_TASK STATEMENT_
Repeat the entries below exactly and in full.

_DATA SECTION_
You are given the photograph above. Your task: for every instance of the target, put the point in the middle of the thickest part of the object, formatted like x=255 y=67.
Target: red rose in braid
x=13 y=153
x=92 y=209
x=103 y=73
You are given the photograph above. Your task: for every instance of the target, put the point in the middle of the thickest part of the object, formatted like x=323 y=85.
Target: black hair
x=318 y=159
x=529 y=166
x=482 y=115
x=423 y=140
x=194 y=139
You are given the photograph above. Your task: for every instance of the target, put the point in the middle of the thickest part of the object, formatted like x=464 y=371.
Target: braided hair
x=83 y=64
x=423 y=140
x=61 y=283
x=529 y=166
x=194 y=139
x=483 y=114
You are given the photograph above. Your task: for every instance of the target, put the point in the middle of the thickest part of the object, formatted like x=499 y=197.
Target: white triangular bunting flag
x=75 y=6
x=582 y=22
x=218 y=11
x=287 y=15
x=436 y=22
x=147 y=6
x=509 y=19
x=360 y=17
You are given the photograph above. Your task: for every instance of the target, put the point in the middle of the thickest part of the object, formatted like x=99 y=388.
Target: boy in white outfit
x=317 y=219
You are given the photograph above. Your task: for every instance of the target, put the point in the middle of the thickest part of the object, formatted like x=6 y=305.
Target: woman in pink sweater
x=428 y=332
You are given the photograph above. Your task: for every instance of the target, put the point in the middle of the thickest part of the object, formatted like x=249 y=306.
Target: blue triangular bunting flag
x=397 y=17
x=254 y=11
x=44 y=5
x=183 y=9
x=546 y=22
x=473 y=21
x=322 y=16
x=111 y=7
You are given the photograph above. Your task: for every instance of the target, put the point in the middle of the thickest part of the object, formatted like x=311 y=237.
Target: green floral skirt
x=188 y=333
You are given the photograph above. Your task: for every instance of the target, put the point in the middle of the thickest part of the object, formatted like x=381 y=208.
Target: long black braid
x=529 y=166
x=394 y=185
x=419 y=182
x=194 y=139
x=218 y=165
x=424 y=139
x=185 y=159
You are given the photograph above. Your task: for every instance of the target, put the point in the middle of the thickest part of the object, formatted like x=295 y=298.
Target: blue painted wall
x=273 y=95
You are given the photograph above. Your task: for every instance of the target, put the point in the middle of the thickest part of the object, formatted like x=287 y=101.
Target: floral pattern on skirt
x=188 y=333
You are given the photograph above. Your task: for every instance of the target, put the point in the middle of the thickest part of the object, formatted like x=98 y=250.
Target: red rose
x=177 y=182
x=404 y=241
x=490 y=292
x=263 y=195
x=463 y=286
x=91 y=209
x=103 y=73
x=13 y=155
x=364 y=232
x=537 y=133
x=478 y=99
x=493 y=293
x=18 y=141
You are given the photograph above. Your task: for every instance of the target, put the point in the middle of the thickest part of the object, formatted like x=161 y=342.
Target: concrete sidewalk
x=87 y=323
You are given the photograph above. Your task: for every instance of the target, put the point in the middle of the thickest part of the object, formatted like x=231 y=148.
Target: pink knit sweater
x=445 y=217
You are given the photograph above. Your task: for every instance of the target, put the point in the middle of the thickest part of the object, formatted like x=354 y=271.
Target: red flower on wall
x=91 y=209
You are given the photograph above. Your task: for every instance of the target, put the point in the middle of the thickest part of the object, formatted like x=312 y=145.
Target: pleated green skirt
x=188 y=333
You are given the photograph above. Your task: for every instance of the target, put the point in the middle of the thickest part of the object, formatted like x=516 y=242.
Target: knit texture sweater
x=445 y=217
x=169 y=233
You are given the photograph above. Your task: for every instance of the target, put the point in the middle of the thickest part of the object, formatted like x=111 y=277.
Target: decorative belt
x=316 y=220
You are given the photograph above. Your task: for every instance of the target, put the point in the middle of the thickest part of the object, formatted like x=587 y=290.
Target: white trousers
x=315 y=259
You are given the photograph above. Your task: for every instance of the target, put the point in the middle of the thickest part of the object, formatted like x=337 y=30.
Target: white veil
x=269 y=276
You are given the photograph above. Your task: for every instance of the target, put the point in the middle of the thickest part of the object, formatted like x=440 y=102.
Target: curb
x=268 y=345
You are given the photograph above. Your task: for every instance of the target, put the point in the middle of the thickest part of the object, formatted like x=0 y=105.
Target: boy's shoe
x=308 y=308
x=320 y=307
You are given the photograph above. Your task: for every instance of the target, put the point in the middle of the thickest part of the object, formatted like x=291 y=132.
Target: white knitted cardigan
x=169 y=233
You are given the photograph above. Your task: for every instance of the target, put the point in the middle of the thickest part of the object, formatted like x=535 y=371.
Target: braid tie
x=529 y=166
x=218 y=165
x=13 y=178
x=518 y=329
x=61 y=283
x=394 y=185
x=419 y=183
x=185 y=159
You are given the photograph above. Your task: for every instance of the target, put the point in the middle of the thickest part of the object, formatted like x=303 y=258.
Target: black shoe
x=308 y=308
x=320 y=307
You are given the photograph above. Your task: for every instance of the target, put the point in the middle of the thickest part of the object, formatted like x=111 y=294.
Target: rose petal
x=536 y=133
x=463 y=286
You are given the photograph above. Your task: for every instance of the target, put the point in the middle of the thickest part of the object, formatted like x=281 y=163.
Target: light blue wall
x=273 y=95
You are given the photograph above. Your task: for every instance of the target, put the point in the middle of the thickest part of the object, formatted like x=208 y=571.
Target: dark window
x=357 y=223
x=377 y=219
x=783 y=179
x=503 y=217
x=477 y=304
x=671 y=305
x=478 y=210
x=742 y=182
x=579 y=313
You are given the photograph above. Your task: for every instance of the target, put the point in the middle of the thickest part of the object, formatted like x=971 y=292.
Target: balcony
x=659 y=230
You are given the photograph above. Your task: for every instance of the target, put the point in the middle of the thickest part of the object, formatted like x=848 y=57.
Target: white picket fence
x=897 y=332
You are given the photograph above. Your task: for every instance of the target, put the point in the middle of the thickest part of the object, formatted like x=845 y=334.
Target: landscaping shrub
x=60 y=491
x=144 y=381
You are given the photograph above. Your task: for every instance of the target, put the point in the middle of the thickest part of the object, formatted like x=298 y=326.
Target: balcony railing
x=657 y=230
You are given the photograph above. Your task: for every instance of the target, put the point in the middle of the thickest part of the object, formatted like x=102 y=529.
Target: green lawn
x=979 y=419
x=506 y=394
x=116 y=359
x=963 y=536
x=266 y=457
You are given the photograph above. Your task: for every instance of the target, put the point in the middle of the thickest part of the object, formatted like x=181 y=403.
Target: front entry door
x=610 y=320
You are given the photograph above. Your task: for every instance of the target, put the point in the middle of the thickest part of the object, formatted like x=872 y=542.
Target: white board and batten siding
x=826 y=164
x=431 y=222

_ANSWER SECTION_
You are given the photograph above. Your task: for every instance of the target, put the point in the middle of the thickest part of the object, formatted like x=255 y=67.
Target: red rose in braid
x=13 y=153
x=92 y=209
x=103 y=73
You are given the photograph above. Your task: for every instance of the target, put the point in the middle of the thickest part of the object, formatted like x=323 y=85.
Target: black hair
x=318 y=159
x=529 y=166
x=482 y=115
x=423 y=140
x=194 y=139
You are given the photograph above. Your task: for every instance of the target, put the point in the middle of the thickest part of the object, formatted like x=464 y=371.
Target: braided hair
x=83 y=64
x=423 y=140
x=61 y=283
x=529 y=166
x=194 y=139
x=483 y=114
You are given the photograph above. Your task: for every instance of the target, put the point in the middle of the thickest part of the object, formatted like x=499 y=197.
Target: white triangular bunting flag
x=75 y=6
x=582 y=22
x=218 y=11
x=287 y=15
x=436 y=22
x=147 y=6
x=509 y=19
x=360 y=17
You are given the photograph above. Your task: for every instance of the target, put the point in the middle of the thickest part of the object, formatted like x=99 y=388.
Target: boy in white outfit
x=317 y=219
You are given the photograph above. Your task: for every instance of the target, put the point in the middle of the thickest part of the object, formatted like x=6 y=305.
Target: woman in pink sweater
x=428 y=332
You are given the photograph above. Your task: for every instance of the target, put the point in the middle of the thickest part of the object, formatted like x=249 y=306.
Target: blue triangular bunting flag
x=397 y=17
x=254 y=11
x=44 y=5
x=183 y=9
x=546 y=22
x=473 y=21
x=322 y=16
x=111 y=7
You are given the photograph above. Your task: for every instance of the target, put the point in the middle of the thickest part of the object, formatted like x=311 y=237.
Target: green floral skirt
x=188 y=333
You are given the photograph above. Your task: for every instance of the target, put the point in the middle of the thickest part of the object, formatted like x=381 y=208.
Target: long black braid
x=529 y=166
x=394 y=185
x=419 y=182
x=194 y=139
x=218 y=165
x=424 y=139
x=185 y=159
You are given the photograph above. Your task: for every instance of the target, put the point in the middle of the thickest part of the object, formatted like x=295 y=298.
Target: blue painted wall
x=273 y=95
You are given the photograph above. Your task: for every instance of the target, put the point in the middle of the thickest part of the object, formatted like x=287 y=101.
Target: floral pattern on skirt
x=188 y=333
You are given the photograph above. Your task: for every instance of the target, put the point in the middle of the thickest part of the object, formatted like x=98 y=250.
Target: red rose
x=177 y=182
x=404 y=241
x=490 y=292
x=263 y=195
x=463 y=286
x=91 y=209
x=103 y=73
x=13 y=155
x=364 y=232
x=537 y=133
x=478 y=99
x=493 y=293
x=18 y=141
You are given the photograph above. Your task: for every instance of the target, put the point in the middle of the thickest part of the object, formatted like x=161 y=342.
Target: concrete sidewalk
x=87 y=323
You are given the photograph above. Your task: for every instance of the target, put the point in the middle of the thickest part of the object, formatted like x=231 y=148.
Target: pink knit sweater
x=445 y=217
You are given the photograph above. Your task: for every instance of the target, put the point in the middle of the thickest part of the object, formatted like x=354 y=271.
Target: red flower on wall
x=91 y=209
You are given the photograph above. Your task: for every instance of the target, put the point in the middle of the thickest part of the object, formatted like x=312 y=145.
Target: pleated green skirt
x=188 y=333
You are given the photograph above. Your task: for every instance of the target, put the point in the middle of the thickest part of the object, formatted like x=516 y=242.
Target: knit texture sweater
x=445 y=217
x=169 y=233
You are given the photograph above. Your task: for every instance of the target, put the point in the middle of the thickest part of the object, formatted like x=111 y=277.
Target: decorative belt
x=316 y=220
You are given the photograph above. Your task: for every instance of the target, put the point in the middle of the thickest part of the object, formatted like x=587 y=290.
Target: white trousers
x=315 y=259
You are given the photograph above. Your task: for every instance of the target, put the point in the middle of the thickest part of the object, formatted like x=337 y=30.
Target: white veil
x=269 y=276
You are given the photograph above. Your task: for every instance of the target, put the point in the middle of the thickest part of the object, formatted like x=440 y=102.
Target: curb
x=268 y=345
You are given the photograph above. Your task: for every instance of the target, put the point in the middle of the thickest part of the object, formatted like x=0 y=105.
Target: boy's shoe
x=308 y=308
x=320 y=307
You are given the photograph above. Your task: for every instance of the target, put the point in the middle of the thickest part of the object, formatted like x=291 y=132.
Target: white knitted cardigan
x=169 y=233
You are given the photograph above. Your task: for every instance of the target, put the point in the middle of the thickest part of the object, formatted like x=535 y=371.
Target: braid tie
x=529 y=166
x=218 y=165
x=13 y=178
x=518 y=329
x=61 y=283
x=394 y=185
x=419 y=183
x=185 y=159
You are given the photograph above. Your task: for every instance of the target, put the point in the middle of the thickest part of the object, formatted like x=303 y=258.
Target: black shoe
x=308 y=308
x=320 y=307
You are given the photograph above. Your task: for every instance of the target, put the point in the middle of the thickest part of the object, formatted like x=111 y=294.
Target: rose petal
x=536 y=133
x=463 y=286
You are given the photograph above. Your task: for every instance of the target, put the point in the middle of the thickest part of the object, formatted like x=281 y=163.
Target: light blue wall
x=273 y=95
You are given the photograph above. Your task: for every instance of the target, put the point in the middle of the thickest part of the object, formatted like x=208 y=571.
Target: dark window
x=357 y=223
x=377 y=219
x=783 y=179
x=503 y=217
x=477 y=304
x=671 y=305
x=478 y=210
x=742 y=182
x=579 y=313
You are given the photograph above. Your task: for every instance of the target, put the point in the middle of the thickest part of the object, formatted like x=971 y=292.
Target: balcony
x=659 y=230
You are given the photograph above. Your task: for every instance of the target, put the point in the middle of the thickest part of the object, formatted like x=848 y=57.
Target: white picket fence
x=897 y=332
You are given the photograph above. Your task: for every instance of the target, put the point in the middle of the thickest part of the object, formatted like x=845 y=334.
Target: landscaping shrub
x=60 y=491
x=144 y=381
You are given the photograph above. Your task: for every instance of the target, put the point in the middle of the thickest part of the object, formatted like x=298 y=326.
Target: balcony railing
x=657 y=230
You are given the photograph above. Your task: for every instance of the target, put the point in the middle of the thickest part of the object, formatted like x=102 y=529.
Target: green lawn
x=979 y=419
x=506 y=394
x=116 y=359
x=963 y=536
x=266 y=457
You are given the photograph above. Your task: for every instance of the target, put the point in the middle of the thickest part of the object, formatted like x=181 y=403.
Target: front entry door
x=610 y=320
You are given the photograph above. Your task: for every instance of the target, put the point in the middle of the thickest part of the object, formatted like x=872 y=542.
Target: white board and batten siding
x=826 y=164
x=431 y=222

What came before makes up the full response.